● **GIVEN TASK**
Collect each of the lines below that contains the word "silver" and copy it. Case matters when matching.

--------------------

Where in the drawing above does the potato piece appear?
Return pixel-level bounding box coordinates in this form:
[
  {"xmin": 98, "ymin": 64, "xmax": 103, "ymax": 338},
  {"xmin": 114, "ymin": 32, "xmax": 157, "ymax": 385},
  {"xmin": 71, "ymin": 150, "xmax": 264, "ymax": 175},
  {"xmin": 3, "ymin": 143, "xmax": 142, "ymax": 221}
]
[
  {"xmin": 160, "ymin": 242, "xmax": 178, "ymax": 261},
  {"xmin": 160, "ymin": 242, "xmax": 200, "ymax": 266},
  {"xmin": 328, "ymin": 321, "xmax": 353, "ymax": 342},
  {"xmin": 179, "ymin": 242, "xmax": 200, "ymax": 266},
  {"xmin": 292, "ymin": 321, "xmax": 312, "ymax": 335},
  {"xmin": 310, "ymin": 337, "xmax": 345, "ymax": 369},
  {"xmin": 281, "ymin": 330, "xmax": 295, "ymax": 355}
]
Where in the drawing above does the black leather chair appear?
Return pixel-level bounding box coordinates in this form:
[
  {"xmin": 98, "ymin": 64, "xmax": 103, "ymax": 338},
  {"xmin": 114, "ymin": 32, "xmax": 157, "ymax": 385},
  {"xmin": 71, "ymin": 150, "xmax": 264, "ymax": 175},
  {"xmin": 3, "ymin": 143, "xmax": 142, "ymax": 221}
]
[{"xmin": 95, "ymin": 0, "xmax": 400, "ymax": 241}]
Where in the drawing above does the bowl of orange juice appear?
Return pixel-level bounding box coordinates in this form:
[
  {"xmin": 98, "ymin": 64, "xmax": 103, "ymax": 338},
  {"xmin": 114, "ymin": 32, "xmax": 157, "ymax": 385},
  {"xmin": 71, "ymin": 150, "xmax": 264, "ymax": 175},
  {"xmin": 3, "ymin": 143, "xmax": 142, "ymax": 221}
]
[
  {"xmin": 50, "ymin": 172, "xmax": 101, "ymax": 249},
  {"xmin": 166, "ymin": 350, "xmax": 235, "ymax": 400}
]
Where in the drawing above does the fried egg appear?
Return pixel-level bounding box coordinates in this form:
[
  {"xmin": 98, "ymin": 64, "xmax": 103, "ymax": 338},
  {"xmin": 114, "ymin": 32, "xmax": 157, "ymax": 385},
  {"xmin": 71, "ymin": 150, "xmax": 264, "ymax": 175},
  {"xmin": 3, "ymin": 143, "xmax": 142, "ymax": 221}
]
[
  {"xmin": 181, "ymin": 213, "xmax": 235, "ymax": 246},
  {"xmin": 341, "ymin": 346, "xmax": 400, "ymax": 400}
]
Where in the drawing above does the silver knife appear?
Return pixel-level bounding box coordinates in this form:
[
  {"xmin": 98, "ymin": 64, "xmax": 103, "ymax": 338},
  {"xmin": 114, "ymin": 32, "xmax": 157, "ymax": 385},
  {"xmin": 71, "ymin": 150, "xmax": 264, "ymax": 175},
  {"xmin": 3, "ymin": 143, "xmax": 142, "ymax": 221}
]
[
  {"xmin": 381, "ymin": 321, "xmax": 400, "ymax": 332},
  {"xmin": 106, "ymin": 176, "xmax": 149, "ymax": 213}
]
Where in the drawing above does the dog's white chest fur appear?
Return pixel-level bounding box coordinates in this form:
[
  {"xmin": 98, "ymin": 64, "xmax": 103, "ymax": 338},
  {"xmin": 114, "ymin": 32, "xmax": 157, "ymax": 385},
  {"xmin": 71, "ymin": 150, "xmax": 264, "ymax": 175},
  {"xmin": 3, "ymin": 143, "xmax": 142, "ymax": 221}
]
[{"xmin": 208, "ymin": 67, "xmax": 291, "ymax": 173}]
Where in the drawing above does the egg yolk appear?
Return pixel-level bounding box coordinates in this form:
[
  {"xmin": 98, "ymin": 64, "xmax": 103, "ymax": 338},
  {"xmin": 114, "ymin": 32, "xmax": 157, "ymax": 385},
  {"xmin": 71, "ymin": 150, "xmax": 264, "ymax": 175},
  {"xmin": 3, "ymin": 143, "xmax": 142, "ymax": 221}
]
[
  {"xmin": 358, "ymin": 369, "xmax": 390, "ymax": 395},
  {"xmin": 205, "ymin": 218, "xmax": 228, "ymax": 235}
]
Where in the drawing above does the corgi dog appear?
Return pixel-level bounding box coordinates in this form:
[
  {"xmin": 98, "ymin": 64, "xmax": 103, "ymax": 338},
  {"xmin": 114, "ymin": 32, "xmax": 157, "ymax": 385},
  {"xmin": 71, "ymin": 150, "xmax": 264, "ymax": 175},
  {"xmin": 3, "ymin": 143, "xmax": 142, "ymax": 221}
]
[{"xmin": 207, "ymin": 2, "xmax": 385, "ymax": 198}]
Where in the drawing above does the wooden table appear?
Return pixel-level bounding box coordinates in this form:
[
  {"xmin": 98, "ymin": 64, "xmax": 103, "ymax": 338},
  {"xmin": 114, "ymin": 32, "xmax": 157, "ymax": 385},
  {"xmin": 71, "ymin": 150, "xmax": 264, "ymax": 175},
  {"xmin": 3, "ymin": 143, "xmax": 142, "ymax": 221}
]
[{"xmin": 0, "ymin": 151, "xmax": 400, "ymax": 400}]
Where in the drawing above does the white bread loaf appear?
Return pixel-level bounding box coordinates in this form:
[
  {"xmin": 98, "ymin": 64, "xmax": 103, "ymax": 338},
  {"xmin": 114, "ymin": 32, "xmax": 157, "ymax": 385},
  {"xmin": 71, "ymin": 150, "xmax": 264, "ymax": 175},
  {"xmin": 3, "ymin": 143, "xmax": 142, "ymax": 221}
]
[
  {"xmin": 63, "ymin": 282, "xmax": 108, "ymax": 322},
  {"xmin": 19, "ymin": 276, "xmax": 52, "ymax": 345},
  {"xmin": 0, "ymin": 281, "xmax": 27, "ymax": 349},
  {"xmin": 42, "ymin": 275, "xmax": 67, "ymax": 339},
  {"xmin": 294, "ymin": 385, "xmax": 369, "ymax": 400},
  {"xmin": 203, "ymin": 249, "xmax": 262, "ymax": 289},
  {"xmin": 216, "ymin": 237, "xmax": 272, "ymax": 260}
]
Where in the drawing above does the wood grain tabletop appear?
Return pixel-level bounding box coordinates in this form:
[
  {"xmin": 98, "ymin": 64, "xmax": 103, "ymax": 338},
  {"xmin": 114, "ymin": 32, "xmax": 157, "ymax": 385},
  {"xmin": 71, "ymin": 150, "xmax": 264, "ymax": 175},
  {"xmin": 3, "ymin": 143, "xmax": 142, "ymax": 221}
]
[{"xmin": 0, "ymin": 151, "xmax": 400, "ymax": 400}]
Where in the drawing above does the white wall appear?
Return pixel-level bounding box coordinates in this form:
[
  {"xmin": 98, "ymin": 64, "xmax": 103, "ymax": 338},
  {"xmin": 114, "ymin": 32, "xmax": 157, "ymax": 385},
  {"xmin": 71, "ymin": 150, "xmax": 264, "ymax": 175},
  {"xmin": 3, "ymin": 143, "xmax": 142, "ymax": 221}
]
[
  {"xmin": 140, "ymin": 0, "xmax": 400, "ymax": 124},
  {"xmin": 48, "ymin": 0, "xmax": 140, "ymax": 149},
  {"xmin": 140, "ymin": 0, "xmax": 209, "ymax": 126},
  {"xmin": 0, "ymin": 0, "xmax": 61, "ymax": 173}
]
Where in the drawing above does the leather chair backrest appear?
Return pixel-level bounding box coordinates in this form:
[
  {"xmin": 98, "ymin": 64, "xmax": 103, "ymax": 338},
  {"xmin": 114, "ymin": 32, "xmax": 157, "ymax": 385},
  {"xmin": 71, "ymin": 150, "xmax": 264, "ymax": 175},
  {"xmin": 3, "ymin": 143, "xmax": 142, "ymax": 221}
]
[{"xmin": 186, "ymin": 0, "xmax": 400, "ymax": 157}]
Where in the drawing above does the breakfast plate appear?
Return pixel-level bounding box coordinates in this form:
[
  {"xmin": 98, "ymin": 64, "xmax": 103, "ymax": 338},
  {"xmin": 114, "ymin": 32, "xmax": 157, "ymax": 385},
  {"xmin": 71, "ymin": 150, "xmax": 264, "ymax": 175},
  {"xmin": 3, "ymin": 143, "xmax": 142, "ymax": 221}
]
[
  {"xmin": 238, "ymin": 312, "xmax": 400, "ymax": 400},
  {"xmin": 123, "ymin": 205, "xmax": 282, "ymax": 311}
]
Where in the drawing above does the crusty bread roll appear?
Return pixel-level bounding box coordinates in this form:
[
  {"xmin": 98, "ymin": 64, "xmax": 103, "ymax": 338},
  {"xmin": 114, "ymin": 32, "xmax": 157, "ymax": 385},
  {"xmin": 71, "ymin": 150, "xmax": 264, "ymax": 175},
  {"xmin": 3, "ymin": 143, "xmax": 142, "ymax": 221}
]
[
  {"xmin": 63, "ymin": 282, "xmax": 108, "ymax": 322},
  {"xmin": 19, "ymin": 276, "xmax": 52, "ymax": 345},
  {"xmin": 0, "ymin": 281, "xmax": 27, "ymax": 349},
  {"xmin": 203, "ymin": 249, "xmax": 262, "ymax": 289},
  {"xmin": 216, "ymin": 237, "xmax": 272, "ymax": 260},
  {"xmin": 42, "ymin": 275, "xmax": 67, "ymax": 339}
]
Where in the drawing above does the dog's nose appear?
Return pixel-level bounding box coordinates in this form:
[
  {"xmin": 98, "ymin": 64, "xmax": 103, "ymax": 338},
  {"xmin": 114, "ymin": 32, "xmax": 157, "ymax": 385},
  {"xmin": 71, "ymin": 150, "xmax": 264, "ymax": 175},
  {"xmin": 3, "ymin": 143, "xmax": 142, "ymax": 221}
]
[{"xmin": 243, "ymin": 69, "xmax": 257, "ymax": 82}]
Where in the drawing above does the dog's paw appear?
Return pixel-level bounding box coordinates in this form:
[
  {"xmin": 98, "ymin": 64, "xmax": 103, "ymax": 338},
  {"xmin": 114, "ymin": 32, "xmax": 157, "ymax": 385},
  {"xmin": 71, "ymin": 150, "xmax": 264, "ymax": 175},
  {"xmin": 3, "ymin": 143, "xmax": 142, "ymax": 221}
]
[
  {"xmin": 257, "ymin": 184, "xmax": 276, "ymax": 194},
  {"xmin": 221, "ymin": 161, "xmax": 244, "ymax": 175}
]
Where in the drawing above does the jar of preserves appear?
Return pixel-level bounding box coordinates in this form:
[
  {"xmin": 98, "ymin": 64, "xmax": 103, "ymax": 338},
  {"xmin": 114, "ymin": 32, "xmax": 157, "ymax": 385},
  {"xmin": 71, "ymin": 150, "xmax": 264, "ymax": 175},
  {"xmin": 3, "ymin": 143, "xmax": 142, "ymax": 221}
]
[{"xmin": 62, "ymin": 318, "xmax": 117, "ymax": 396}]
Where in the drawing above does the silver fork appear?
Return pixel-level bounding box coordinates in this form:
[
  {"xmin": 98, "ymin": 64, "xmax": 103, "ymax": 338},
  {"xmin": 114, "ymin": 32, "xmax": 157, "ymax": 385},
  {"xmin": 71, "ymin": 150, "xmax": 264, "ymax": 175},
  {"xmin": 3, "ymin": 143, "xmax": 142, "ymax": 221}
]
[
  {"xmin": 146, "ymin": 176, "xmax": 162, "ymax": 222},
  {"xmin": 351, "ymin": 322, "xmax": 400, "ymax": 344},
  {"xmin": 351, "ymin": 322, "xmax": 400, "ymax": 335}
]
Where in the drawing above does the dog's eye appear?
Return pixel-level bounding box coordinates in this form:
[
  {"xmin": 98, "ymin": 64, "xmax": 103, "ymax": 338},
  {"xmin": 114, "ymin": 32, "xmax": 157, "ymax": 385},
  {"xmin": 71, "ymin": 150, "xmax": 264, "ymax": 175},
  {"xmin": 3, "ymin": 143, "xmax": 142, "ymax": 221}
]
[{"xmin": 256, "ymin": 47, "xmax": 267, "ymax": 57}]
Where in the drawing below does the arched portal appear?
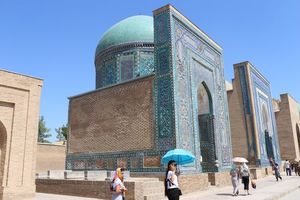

--------------------

● **COMPLETED TASK**
Where in the drawing above does the silver knife appear?
Where in the drawing above does the silver fork appear?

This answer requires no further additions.